◆ PROMPT:
Return each line of the data below verbatim; pictures are to be left out.

--- RECORDS FOR PROCESSING ---

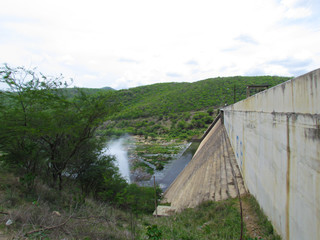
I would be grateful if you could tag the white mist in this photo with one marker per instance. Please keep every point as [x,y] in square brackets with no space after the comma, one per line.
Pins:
[116,148]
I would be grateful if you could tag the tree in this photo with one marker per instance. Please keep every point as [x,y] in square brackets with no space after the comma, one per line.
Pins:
[44,131]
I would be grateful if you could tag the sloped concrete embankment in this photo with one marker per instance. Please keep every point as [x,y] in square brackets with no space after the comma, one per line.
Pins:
[276,139]
[210,175]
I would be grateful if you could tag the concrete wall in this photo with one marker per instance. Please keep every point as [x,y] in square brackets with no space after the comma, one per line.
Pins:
[276,139]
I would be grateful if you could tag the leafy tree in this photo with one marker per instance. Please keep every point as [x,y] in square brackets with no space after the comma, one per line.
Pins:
[44,132]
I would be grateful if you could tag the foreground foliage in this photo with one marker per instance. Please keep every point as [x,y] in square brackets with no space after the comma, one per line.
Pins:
[48,214]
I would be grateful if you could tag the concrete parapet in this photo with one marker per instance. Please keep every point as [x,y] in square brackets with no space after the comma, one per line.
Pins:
[275,135]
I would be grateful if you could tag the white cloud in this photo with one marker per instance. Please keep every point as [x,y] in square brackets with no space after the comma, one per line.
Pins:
[128,43]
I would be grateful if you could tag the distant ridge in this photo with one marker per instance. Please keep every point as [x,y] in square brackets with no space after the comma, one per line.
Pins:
[108,88]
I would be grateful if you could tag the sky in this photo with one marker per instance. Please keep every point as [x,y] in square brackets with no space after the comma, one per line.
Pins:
[128,43]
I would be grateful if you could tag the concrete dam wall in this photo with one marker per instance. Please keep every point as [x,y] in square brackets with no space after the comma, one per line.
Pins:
[212,174]
[275,136]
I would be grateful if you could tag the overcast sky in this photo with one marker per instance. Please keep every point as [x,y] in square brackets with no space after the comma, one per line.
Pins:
[128,43]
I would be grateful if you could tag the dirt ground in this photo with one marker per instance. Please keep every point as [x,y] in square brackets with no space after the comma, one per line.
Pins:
[251,221]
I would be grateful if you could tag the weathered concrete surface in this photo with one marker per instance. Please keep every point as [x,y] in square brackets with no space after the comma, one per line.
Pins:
[276,139]
[209,175]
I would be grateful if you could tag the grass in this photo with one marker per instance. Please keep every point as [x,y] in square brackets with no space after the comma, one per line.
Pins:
[210,220]
[37,218]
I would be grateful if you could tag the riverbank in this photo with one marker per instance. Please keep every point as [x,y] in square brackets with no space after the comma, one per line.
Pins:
[149,157]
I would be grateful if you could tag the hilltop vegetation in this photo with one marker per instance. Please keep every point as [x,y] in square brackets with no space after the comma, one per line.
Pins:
[51,144]
[179,110]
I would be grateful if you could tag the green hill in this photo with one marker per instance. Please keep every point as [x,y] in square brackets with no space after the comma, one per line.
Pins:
[165,98]
[179,110]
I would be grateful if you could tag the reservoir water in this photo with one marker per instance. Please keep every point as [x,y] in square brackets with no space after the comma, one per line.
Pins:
[119,148]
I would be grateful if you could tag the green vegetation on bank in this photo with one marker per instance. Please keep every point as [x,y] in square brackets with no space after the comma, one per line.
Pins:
[55,182]
[179,110]
[50,137]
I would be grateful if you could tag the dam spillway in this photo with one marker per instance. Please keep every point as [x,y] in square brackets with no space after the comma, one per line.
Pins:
[275,136]
[212,174]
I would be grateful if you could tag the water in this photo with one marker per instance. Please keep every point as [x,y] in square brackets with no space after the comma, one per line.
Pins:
[165,177]
[117,148]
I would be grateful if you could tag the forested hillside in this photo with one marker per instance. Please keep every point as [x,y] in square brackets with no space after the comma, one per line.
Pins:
[164,98]
[179,110]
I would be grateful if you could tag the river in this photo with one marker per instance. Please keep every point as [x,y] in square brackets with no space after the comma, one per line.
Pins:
[119,148]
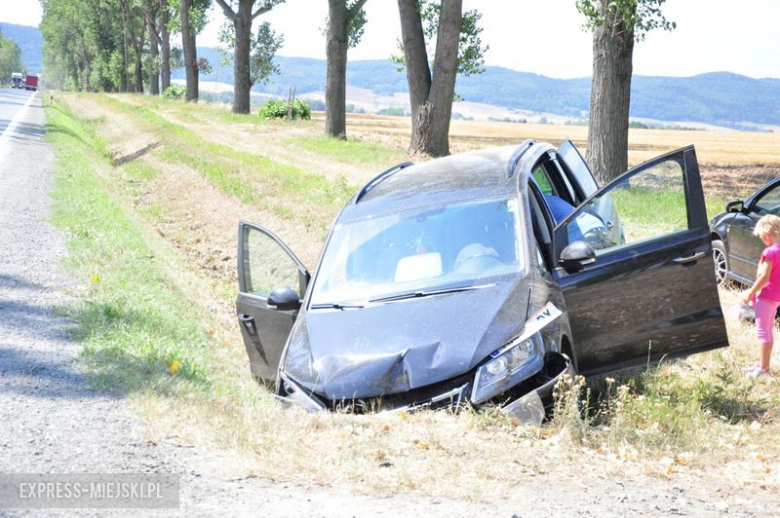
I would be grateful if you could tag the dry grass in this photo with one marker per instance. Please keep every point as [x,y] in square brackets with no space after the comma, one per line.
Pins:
[481,455]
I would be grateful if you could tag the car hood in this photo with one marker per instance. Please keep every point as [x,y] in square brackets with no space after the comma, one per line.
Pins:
[399,346]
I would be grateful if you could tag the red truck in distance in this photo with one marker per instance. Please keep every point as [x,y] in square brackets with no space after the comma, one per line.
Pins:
[31,82]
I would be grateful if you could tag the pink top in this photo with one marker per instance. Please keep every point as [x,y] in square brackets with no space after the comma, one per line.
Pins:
[771,290]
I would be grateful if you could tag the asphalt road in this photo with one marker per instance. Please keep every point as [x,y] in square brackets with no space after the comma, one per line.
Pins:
[51,422]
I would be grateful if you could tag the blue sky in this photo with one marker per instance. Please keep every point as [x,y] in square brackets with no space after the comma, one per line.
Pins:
[541,36]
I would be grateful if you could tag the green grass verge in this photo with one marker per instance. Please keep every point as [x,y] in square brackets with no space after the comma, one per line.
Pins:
[249,178]
[135,327]
[348,151]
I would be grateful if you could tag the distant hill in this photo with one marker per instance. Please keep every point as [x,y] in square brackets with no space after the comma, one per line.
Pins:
[719,98]
[29,41]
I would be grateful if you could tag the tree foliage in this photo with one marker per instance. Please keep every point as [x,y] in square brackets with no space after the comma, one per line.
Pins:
[10,58]
[616,25]
[471,52]
[637,16]
[106,45]
[265,43]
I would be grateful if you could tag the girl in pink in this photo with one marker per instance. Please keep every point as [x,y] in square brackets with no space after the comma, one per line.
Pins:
[766,290]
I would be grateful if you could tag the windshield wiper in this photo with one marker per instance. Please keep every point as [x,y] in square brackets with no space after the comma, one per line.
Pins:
[429,293]
[336,305]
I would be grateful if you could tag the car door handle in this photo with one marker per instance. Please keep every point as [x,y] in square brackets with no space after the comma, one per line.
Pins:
[689,258]
[249,324]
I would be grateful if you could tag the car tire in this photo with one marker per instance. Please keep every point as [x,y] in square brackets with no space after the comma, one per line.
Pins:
[721,261]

---

◆ ANSWER TO THIS PROBLEM:
I would be grateful if you could tag the white mist in this photo with one marker per instance. Please keep every point as [x,y] in square brackets with no space after the comma, one per line.
Pins:
[116,148]
I would be grateful if you could tag the tree in this photo with one marker per instance. Please keep every point as [x,y] in square brackets with no space after the comma, one per line.
Pins:
[44,131]
I would be grateful if you could tag the sloped concrete embankment in this photo with one marker per instance. Please keep every point as [x,y] in square brackets with no space after the comma, one per line.
Pins:
[276,139]
[210,175]
I would be grateful if you could tag the concrete wall in this photo with one marker per instance. Please keep every point as [x,y] in square brackets with no space after the comma, one per line.
Pins:
[276,139]
I would be grateful if you could tag the leafy tree in this photo with one marker per instance. Please keep every point as [x,y] in square brackets with no space after the comma, one per line.
Pins:
[44,132]
I would be grateful if you could tag the foreground foliage in this photo with one marker per instance. Please keep every point as [x,y] in square brackets with no space after the comma, one per line.
Pins:
[48,214]
I would be grateful if you could tag the concrete parapet in this photo with one marker per instance. Please keep every point as [x,y] in square brackets with no space after the comma, one per line.
Pins:
[275,135]
I would be grateful if you could tag the white cloud in this photo with one marker per instance. Please keep every point as [x,y] in square brackets with no space after the comma, one per line.
Pins:
[128,43]
I would be grateful if you could tag the distant ridge in this photo with one marker per instance. Please keep every point as [x,y] in square brackets with no space after the comma, one per line.
Pins:
[108,88]
I would be grateful if you could tag the sky in this photo with one marker per instance. Please keep every point as [x,y] in square brackets with no space after the comma, one per line.
Pins:
[128,43]
I would be grateful if you could tag the concrete dam wall in this photo with one marker per instance. Please keep every point as [x,y] in square brackets with no space after the comma, one per line.
Pins:
[212,174]
[275,136]
I would be grateful if you could tag the overcast sky in this photo with one marker per instance. Please keep every point as [x,y] in square brackets with no space after the comma, one per line.
Pins:
[128,43]
I would be grateful if you could tag the dirt ground in this photo with one marker per instance. Please keep every point as [x,y] in square brackets with no space after the comma, one per line.
Pins:
[251,221]
I would be grateful if you could tag the weathered concrete surface in this photo with one marker per instance. Please keep every point as [x,y] in square brackets with no space after the comma, one per line.
Pins:
[276,139]
[209,175]
I would be grateful if you could tag the grass in this photo with one marker per instance. Please keep every point as [x,y] in square brackets with no space after the comma, one per line.
Pins:
[210,220]
[37,218]
I would be grateful if you could tag the riverbank in this photo with one marker per instance. Please keep every point as [x,y] in square brackets with no space after the comma, one per line.
Pins:
[149,157]
I would be grateful if you could tag the hilltop vegetation in this photo with one marker per instance. Please keep every point as [x,y] in square brackets with no space after the comma, one per line.
Pins:
[51,144]
[179,110]
I would be grateful if you could tag the green hill in this photo with one marker per instance. Please keep every point as [x,y] in square brackets with no space after the comma, one per line.
Pins:
[165,98]
[179,110]
I would be grateful if you could tag the reservoir water in this photo with one marker per instance. Please keep every point as [x,y] in square brackets with no space after the comma, one per line.
Pins:
[119,148]
I would be grateful if you could tag the green vegetation on bank in this photo with one marker per instance. Please keep every point as [x,y] in square brackets with no space after the comma, one per line.
Pins:
[55,182]
[179,110]
[50,137]
I would be grateful if you could tag the dam spillway in this photo with one marker per instance. Please keep every point as [x,y] in square brackets with no space after the comma, one per line.
Pins:
[275,136]
[212,174]
I would be grateful if you could tag the water in this photo with one marker per instance. Please keep every point as [x,y] in square brackets with no space after the comma, one per line.
Pins:
[165,177]
[117,148]
I would be grateful if you could tag the forested hillside in this photo with one marker per instance. Please keep every point as [x,y] in square brackets with no space after the comma, one per line.
Pins:
[164,98]
[179,110]
I would be grateful if you could tag the river in this photo with one marker per instance. Please keep every point as [x,y] in square brackets with no space after the comma, one per line.
Pins:
[119,148]
I would be grateful if you could tag the dry grass in this photo with one marker per instance. Please keep every point as [x,y] in square brackets with no space after the comma, one per line.
Pins:
[481,455]
I would be grateful if you could tag the car hood in this photo with one marker per instance. Please keep every point as [x,y] in square brackets with no space after the comma, one per line.
Pins:
[399,346]
I would be grateful if you could tag the red truck in distance in this photo with one marker per instance. Please keep every point as [x,y] in square brackets with no space after the comma, one per line.
Pins:
[31,82]
I would be grateful if you could tag the pink top in this photo with one marker per instance. Please keep every point as [x,y] in square brackets with no space after the comma, one per line.
Pins:
[771,290]
I would be grateful if you could tag the asphalt road in this photo with one marker per instance. Please keep every point as [x,y] in square brackets with no space after the comma, one per line.
Pins:
[51,422]
I would be grateful if you could tag the blue sky in this photo with one marker per instance. Please keep every point as [x,y] in square brackets with no space after the comma, one per line.
Pins:
[541,36]
I would be grateful if you could tag the green grass verge in this photo with one marker per instance. Please keep every point as [x,y] in square brackets with no space after the comma, one per line.
Pins:
[249,178]
[135,327]
[348,151]
I would be grateful if you could tag the distant hill in this photo with one marker per instance. Please keep every point as [x,y] in square brackets with no space after the comma, one per line.
Pins:
[719,98]
[29,41]
I would be grateful if you could tag the tree foliage in this photo with one marker per instance. Please keep every point as [x,y] in square brackets with no space after the comma, one per line.
Pins:
[10,58]
[616,25]
[471,52]
[637,16]
[106,45]
[265,43]
I would be grateful if you could tag the girl in pink in this photo with one marker per instance. Please keep every point as [x,y] in square brackets with no space after the comma, one per line.
Pins:
[766,290]
I would be grateful if you could tag the windshield wiper in this photo with one marker per instance. Please keep every point as [x,y] in square brackets with no space after the comma, one per line.
Pins:
[429,293]
[336,305]
I would be grateful if you could tag the car door handle in this photo with one marker per instance. Please keep every point as [x,y] in square brackets with no space after the comma, one per line.
Pins:
[689,258]
[249,324]
I would be grateful if you could tag the car tire in this photo with one marker per instance. Please keep every point as [x,y] in square brackets with no space after the comma, one per line.
Pins:
[721,261]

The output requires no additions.